# DATA SUPPLIED start

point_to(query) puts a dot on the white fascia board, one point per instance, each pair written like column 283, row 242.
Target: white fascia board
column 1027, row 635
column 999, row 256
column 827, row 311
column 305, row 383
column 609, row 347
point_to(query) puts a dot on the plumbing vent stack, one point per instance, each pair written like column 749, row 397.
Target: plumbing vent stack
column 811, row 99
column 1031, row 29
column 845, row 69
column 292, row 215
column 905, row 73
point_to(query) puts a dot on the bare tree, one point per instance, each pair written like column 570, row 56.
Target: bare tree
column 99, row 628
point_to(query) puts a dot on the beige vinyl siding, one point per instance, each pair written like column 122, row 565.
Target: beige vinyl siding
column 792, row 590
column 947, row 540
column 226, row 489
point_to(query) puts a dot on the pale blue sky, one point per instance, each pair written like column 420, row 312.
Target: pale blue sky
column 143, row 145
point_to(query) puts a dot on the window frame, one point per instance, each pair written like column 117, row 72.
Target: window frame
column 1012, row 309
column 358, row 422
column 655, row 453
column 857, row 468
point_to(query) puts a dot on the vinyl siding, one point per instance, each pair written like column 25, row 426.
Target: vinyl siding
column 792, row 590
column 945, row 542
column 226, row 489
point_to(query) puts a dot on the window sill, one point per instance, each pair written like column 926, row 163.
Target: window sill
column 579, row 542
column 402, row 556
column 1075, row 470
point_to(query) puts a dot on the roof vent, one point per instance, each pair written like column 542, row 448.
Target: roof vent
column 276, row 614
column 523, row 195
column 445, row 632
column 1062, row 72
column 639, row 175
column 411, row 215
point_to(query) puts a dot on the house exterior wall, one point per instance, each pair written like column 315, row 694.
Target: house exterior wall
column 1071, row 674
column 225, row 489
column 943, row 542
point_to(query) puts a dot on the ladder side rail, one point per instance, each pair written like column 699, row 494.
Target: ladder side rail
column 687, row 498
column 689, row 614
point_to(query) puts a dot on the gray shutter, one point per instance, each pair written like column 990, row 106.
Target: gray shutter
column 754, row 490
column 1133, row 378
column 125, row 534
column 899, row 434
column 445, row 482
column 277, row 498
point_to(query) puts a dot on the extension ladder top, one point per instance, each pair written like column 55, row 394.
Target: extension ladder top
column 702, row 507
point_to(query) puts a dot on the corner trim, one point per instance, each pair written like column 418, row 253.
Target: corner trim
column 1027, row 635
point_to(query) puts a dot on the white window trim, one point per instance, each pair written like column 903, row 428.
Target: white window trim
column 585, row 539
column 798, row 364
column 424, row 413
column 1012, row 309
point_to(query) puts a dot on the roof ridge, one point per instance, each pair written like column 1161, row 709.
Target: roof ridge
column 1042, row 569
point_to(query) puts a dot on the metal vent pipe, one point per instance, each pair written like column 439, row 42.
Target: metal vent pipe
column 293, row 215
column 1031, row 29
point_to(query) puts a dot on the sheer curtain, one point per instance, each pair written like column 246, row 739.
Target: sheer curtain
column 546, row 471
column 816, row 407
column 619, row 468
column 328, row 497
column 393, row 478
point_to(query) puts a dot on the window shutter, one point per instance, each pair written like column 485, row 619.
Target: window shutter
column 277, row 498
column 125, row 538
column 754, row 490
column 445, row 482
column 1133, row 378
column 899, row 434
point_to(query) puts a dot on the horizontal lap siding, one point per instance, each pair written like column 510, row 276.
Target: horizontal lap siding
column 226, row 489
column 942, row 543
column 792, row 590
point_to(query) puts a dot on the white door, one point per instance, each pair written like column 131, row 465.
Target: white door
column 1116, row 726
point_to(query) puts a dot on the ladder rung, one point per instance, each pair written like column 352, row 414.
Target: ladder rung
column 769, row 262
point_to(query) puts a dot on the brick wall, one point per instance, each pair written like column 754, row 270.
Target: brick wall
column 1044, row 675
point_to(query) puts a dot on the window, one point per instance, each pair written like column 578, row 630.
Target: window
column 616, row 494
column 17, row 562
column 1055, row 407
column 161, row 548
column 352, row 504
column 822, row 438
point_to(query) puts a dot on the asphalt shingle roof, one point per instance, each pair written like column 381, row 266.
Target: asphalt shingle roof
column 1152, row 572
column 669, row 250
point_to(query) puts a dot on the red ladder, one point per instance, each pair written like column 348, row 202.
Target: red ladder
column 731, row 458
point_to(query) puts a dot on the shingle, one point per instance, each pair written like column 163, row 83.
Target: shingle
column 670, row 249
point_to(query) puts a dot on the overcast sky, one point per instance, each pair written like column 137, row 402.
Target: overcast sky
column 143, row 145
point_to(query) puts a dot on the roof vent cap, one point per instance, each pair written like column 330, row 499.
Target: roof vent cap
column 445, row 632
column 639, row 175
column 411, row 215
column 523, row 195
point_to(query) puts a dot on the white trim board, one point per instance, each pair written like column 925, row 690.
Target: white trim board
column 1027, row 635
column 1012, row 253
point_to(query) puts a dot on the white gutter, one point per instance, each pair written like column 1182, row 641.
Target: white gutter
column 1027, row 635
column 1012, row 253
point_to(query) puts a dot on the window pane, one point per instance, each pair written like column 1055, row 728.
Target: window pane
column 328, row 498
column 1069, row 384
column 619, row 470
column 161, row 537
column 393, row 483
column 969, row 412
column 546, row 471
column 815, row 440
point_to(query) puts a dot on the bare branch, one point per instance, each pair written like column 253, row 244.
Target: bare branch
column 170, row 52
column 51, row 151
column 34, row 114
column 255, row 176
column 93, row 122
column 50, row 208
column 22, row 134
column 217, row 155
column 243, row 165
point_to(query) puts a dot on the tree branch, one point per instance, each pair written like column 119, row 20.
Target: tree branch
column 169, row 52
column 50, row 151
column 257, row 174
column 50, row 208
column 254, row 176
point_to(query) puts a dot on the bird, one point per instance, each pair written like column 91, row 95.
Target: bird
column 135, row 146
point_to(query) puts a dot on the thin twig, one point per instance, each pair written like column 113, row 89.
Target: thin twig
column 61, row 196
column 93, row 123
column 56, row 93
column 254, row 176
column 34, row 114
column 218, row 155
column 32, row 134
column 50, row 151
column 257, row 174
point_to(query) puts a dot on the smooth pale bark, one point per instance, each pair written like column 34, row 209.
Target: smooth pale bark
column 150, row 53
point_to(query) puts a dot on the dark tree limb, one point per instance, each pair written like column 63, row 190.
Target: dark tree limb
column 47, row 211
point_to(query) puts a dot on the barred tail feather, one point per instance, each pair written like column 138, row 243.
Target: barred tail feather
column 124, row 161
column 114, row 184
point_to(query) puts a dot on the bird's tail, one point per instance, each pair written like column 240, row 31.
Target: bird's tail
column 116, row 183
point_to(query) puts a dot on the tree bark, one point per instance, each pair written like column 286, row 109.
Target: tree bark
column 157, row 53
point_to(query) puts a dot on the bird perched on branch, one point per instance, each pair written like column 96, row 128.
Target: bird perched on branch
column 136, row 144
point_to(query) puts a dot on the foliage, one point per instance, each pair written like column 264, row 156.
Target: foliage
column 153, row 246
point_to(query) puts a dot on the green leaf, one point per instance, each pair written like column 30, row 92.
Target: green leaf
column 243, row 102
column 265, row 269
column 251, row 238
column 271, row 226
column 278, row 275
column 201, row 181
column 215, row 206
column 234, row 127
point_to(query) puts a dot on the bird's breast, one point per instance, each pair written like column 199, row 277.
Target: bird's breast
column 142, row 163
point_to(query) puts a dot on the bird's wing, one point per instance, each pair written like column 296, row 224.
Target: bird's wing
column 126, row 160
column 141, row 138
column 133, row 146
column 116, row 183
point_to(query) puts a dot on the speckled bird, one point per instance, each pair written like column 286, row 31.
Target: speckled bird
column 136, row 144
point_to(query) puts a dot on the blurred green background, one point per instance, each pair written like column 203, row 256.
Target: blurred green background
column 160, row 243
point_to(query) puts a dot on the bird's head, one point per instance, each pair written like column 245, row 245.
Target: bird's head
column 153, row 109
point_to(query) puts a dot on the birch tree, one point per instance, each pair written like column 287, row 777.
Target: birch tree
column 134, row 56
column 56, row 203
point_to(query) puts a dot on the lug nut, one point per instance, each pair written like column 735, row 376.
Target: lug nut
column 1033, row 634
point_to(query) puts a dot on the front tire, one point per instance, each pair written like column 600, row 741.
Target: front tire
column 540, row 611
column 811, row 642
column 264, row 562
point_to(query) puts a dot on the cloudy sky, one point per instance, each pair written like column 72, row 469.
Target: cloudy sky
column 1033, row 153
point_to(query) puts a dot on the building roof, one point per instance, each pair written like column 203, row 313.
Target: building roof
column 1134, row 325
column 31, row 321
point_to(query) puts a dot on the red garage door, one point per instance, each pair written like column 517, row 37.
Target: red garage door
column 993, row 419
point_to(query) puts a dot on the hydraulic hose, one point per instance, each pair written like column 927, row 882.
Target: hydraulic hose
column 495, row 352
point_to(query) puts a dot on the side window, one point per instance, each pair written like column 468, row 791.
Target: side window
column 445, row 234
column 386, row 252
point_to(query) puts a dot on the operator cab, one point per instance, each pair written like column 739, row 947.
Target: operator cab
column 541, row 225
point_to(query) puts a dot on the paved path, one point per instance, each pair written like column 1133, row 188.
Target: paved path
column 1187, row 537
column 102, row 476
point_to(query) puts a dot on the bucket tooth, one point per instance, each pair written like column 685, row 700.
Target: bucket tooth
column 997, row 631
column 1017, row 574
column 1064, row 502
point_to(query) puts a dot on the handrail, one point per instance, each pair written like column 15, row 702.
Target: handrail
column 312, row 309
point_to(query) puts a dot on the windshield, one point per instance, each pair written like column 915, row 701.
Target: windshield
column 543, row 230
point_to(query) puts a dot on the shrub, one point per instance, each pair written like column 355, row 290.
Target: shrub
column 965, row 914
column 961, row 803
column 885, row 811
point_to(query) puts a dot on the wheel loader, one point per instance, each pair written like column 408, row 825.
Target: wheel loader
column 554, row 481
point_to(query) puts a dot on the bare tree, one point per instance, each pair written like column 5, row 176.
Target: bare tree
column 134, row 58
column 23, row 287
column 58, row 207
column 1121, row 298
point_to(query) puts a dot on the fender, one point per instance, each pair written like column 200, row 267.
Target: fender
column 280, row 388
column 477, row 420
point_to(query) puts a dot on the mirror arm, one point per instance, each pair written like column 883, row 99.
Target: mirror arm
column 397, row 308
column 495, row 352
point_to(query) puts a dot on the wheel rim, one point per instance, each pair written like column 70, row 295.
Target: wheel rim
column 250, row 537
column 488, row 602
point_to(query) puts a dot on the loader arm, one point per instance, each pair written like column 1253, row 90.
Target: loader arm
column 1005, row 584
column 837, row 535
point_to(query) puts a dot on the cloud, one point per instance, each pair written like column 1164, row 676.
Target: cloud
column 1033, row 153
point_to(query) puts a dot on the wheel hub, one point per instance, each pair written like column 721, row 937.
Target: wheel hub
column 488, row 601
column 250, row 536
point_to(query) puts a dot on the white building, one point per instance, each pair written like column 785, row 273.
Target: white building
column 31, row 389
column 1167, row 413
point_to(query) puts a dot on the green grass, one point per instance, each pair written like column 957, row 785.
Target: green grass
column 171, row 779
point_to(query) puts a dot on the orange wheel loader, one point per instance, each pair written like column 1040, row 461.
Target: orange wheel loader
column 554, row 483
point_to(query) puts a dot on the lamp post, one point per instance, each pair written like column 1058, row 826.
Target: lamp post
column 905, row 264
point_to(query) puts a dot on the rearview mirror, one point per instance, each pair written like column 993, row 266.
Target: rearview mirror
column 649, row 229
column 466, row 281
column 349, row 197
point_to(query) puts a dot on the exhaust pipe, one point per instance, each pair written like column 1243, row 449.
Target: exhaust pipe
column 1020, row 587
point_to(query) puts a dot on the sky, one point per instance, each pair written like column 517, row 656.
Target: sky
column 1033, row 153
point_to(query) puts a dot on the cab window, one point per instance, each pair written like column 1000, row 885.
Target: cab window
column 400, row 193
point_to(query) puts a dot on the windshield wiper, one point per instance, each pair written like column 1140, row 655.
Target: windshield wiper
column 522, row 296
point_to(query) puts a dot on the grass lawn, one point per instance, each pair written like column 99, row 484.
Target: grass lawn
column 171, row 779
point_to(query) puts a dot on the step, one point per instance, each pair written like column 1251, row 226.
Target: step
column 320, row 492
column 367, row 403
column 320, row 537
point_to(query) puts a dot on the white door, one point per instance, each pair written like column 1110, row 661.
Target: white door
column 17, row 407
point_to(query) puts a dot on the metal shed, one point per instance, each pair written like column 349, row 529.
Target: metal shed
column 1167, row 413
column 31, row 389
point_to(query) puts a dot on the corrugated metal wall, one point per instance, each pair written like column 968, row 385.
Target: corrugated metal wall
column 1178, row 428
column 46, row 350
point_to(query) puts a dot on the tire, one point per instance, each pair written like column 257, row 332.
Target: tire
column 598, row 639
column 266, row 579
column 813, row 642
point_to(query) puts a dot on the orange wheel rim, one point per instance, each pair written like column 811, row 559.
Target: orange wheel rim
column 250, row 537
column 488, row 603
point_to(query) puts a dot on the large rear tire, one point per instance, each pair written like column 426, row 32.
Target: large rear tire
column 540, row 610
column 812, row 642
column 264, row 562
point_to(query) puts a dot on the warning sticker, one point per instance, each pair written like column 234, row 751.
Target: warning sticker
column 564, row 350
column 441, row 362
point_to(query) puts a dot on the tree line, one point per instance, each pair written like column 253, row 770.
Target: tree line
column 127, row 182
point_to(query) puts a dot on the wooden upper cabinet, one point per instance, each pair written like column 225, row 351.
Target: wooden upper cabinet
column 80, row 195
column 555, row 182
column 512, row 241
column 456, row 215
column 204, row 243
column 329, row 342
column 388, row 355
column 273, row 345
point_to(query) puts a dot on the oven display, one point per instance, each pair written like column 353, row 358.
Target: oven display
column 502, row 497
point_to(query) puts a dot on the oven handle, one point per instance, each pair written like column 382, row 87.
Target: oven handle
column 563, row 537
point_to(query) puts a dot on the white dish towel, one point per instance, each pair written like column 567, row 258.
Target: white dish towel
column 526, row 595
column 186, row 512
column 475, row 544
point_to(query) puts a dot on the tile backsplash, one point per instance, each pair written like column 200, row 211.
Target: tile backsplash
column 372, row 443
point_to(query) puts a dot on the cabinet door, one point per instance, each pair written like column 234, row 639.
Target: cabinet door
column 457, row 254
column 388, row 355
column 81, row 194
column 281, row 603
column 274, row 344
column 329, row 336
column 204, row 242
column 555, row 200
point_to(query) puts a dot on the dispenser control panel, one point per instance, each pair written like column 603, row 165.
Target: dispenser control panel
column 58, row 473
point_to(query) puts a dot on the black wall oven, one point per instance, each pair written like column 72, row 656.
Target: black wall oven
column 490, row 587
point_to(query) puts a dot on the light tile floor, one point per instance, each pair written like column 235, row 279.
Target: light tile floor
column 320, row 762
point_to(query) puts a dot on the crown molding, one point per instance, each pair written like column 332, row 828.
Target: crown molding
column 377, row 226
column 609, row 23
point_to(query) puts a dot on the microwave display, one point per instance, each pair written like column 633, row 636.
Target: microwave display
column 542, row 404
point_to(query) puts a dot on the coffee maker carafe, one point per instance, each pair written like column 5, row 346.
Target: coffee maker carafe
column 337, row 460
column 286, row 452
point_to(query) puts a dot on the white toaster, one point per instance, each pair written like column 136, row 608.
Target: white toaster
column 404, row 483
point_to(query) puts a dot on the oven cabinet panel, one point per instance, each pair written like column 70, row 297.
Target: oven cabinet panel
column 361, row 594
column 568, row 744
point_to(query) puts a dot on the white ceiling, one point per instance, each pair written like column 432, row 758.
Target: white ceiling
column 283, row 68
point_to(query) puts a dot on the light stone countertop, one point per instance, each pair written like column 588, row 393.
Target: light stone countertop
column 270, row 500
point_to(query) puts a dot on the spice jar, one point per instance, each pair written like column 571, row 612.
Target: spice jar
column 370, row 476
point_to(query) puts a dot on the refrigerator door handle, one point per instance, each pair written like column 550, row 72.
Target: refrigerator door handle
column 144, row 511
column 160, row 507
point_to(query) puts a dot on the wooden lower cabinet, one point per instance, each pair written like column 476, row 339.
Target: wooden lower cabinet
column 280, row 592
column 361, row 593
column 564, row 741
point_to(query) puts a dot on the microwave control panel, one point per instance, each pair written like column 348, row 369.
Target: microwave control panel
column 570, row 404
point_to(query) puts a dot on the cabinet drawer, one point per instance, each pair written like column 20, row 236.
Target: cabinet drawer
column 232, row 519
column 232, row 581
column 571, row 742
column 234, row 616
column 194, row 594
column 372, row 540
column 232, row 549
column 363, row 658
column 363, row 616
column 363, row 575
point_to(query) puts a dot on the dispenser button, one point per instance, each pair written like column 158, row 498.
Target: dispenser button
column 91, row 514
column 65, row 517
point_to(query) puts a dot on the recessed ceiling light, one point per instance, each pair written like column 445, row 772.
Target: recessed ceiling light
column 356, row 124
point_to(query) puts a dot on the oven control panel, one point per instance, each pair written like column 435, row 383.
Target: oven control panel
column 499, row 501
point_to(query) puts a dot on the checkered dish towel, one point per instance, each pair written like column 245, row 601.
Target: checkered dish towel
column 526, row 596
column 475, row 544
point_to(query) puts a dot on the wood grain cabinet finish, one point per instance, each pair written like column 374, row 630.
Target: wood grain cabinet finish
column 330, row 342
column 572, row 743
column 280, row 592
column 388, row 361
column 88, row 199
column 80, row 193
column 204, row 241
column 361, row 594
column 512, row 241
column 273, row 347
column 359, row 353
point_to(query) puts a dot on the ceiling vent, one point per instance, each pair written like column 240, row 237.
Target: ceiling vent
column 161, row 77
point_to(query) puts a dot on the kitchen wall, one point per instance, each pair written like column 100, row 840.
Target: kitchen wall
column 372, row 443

# DATA SUPPLIED end

— DIRECTIONS FOR THIS TASK —
Output the line containing "point_to(query) puts a dot on the wood grain" and all lines after it to the end of the records, exactly as given.

— COMPLETE ANSWER —
point_to(query) puts a dot on the wood grain cabinet finish, one point per instance, each pair written like column 374, row 630.
Target: wood grain cabinet finish
column 330, row 342
column 572, row 743
column 280, row 592
column 388, row 361
column 88, row 199
column 80, row 193
column 204, row 241
column 361, row 594
column 512, row 241
column 273, row 347
column 359, row 353
point_to(query) puts a dot on the ceiling vent, one point per instance, each pair written like column 240, row 237.
Target: ceiling vent
column 161, row 77
point_to(query) puts a dot on the kitchen wall, one point per instance, each pair written like column 100, row 840.
Target: kitchen wall
column 372, row 443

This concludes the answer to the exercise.